• [MATERIALS PROVIDED]
┄┄┄┄┄┄┄┄┄┄
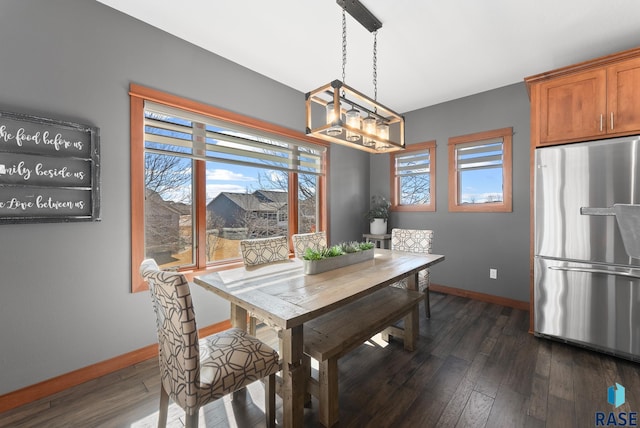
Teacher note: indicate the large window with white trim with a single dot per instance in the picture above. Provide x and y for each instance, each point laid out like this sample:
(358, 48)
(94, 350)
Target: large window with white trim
(209, 182)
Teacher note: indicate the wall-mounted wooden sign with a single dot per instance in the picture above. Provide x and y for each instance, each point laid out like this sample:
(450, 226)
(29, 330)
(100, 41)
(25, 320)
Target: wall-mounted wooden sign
(49, 170)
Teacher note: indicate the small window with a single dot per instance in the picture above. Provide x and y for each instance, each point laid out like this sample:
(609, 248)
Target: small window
(480, 172)
(413, 178)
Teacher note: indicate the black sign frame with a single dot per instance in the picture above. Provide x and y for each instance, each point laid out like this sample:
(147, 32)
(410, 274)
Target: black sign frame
(49, 170)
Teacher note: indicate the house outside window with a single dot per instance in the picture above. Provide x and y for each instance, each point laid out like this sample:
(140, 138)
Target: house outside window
(413, 178)
(203, 179)
(480, 172)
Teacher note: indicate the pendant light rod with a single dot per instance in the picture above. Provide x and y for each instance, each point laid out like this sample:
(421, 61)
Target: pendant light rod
(361, 14)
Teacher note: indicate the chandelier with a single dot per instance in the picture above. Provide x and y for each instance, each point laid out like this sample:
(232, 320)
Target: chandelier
(347, 116)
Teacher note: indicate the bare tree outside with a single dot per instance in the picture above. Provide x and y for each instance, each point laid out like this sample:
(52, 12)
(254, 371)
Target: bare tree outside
(415, 189)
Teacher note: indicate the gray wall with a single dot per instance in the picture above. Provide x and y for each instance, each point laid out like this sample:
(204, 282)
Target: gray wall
(473, 242)
(65, 300)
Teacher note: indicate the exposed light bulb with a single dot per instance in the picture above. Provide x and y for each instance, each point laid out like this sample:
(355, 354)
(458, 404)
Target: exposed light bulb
(369, 126)
(353, 120)
(332, 116)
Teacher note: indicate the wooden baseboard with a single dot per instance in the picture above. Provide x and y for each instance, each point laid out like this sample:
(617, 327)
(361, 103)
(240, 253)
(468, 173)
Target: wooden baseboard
(489, 298)
(59, 383)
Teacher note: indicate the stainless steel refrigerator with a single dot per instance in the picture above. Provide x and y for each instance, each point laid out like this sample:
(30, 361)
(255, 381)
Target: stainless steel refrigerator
(587, 244)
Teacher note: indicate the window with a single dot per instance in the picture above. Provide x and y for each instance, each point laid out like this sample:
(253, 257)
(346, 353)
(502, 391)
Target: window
┄┄┄┄┄┄┄┄┄┄
For the entries above, transcribe precisely the lines from the one with "Target: stainless steel refrigerator" through the end, including both.

Target: stainless steel refrigerator
(587, 244)
Teacher note: indicate the window with a single dot per instance in the picture above. Provide x and y for each instance, each point laid out like this sample:
(253, 257)
(346, 353)
(502, 391)
Target: window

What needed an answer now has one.